● Task description:
Answer these questions from the text on Nigeria's economy:
1. By what percentage did Nigeria's GDP fall in 2016?
2. What share of GDP did the agriculture sector account for in 2015?
3. Which country is the only one that imports more rice than Nigeria?

[Begin Text excerpt]

Crisis response or road to recovery?
After entering its first recession in 25 years, Nigeria is looking for ways to kick-start its economy in a world of lower oil prices.
The Nigerian economy contracted for the first time in 25 years when its GDP fell by 1.51 per cent in 2016. In a country where oil accounts for more than 95 per cent of exports and foreign exchange earnings, previous economic policies have left the country vulnerable and ill-prepared for the sharp and continuous decline in crude oil prices. Its agriculture sector, which accounted for 23.1 per cent of GDP in 2015, presents an opportunity for Nigeria to diversify its economy and rescue itself from economic recession, but only to the extent it can resolve the industry’s current state of inefficiency and underperformance.
Nigeria’s agriculture sector is dominated by smallholders and subsistence farmers. Data collected by the World Bank shows that in 2014 37.3 per cent of the country’s total area was made up of arable land. Despite these demographics and despite agriculture employing 38 per cent of the working population, the country is unable to meet its domestic food requirements, according to the 2016 Agriculture Promotion Policy (the APP). The APP estimated shortages of approximately four million tonnes of rice, four million tonnes of wheat and 60 million chickens in 2016. Nigeria is the leading consumer and producer of rice in Africa yet it is also the second largest importer of rice in the world behind China. There is a clear opportunity for the country to bolster its domestic agriculture sector to improve growth, diversify the economy and achieve food security.

[End Text excerpt]
[Begin Dataset]

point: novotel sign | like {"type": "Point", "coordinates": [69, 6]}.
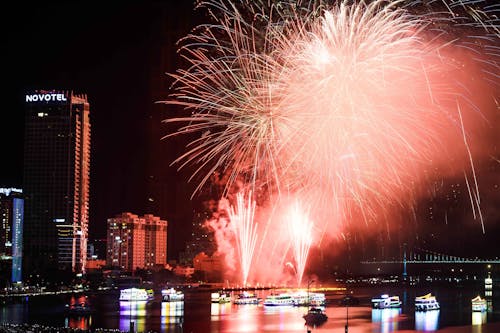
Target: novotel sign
{"type": "Point", "coordinates": [46, 98]}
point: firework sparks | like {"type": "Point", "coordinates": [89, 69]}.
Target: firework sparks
{"type": "Point", "coordinates": [352, 107]}
{"type": "Point", "coordinates": [300, 228]}
{"type": "Point", "coordinates": [245, 231]}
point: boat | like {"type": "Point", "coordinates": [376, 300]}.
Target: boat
{"type": "Point", "coordinates": [349, 300]}
{"type": "Point", "coordinates": [172, 295]}
{"type": "Point", "coordinates": [426, 303]}
{"type": "Point", "coordinates": [479, 304]}
{"type": "Point", "coordinates": [136, 294]}
{"type": "Point", "coordinates": [386, 302]}
{"type": "Point", "coordinates": [246, 298]}
{"type": "Point", "coordinates": [303, 298]}
{"type": "Point", "coordinates": [279, 300]}
{"type": "Point", "coordinates": [79, 309]}
{"type": "Point", "coordinates": [315, 316]}
{"type": "Point", "coordinates": [220, 297]}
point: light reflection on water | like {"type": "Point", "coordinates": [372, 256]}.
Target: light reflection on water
{"type": "Point", "coordinates": [427, 320]}
{"type": "Point", "coordinates": [132, 314]}
{"type": "Point", "coordinates": [478, 318]}
{"type": "Point", "coordinates": [388, 319]}
{"type": "Point", "coordinates": [198, 314]}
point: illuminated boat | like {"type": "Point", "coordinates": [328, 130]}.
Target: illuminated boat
{"type": "Point", "coordinates": [172, 295]}
{"type": "Point", "coordinates": [279, 300]}
{"type": "Point", "coordinates": [220, 297]}
{"type": "Point", "coordinates": [81, 309]}
{"type": "Point", "coordinates": [386, 302]}
{"type": "Point", "coordinates": [246, 298]}
{"type": "Point", "coordinates": [426, 303]}
{"type": "Point", "coordinates": [303, 298]}
{"type": "Point", "coordinates": [315, 316]}
{"type": "Point", "coordinates": [479, 304]}
{"type": "Point", "coordinates": [136, 294]}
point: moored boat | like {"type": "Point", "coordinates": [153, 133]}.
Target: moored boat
{"type": "Point", "coordinates": [220, 297]}
{"type": "Point", "coordinates": [246, 298]}
{"type": "Point", "coordinates": [304, 298]}
{"type": "Point", "coordinates": [136, 294]}
{"type": "Point", "coordinates": [172, 295]}
{"type": "Point", "coordinates": [386, 302]}
{"type": "Point", "coordinates": [283, 299]}
{"type": "Point", "coordinates": [479, 304]}
{"type": "Point", "coordinates": [427, 302]}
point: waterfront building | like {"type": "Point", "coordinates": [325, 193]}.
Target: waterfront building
{"type": "Point", "coordinates": [56, 180]}
{"type": "Point", "coordinates": [11, 233]}
{"type": "Point", "coordinates": [136, 242]}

[End Dataset]

● Solution to the problem:
1. 1.51 percent
2. 23.1 percent
3. China